*** Opening SUPPLIED INFORMATION ***

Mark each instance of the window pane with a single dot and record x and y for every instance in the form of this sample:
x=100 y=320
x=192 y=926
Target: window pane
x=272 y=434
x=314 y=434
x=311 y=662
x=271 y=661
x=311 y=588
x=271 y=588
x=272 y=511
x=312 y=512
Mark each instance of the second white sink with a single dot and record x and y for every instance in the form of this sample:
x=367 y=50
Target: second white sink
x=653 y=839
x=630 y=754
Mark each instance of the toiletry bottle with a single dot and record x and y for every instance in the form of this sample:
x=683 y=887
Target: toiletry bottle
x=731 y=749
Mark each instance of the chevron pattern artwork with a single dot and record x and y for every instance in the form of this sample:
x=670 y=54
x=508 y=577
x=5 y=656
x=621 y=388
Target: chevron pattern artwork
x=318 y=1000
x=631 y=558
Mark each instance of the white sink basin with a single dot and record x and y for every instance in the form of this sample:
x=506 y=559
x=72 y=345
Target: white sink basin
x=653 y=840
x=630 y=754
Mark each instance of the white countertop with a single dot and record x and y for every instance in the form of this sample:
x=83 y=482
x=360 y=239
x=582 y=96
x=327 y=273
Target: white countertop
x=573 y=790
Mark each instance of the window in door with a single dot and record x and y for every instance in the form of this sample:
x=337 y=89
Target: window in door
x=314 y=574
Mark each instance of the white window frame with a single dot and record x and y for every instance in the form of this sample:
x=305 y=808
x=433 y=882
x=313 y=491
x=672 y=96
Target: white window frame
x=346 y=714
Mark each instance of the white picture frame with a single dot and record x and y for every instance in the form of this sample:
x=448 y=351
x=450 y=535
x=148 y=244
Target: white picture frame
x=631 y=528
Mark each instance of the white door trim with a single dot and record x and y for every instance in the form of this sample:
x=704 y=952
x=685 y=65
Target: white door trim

*** Closing SUPPLIED INFORMATION ***

### [TASK INSTRUCTIONS]
Your output should be the listing's lines, exact and complete, from its first line to the line that contains "x=621 y=388", inclusive.

### [YOUR SOLUTION]
Mark each instance of the window pane with a single dot and record x and y for every instance in the form of this sample:
x=100 y=320
x=192 y=926
Target: window pane
x=272 y=434
x=314 y=434
x=311 y=662
x=271 y=661
x=311 y=588
x=271 y=588
x=272 y=511
x=312 y=512
Mark each instance of the second white sink with a single dot and record x and y for every instance in the form of this sample:
x=367 y=50
Target: second white sink
x=653 y=839
x=630 y=754
Mark each instance of the toiletry bottle with a single dot and record x and y for every instance in the form of this sample:
x=683 y=887
Target: toiletry bottle
x=731 y=749
Mark each instance of the chevron pattern artwork with a single dot and record x and y for every instance in the form of this sample:
x=670 y=54
x=508 y=577
x=5 y=656
x=621 y=388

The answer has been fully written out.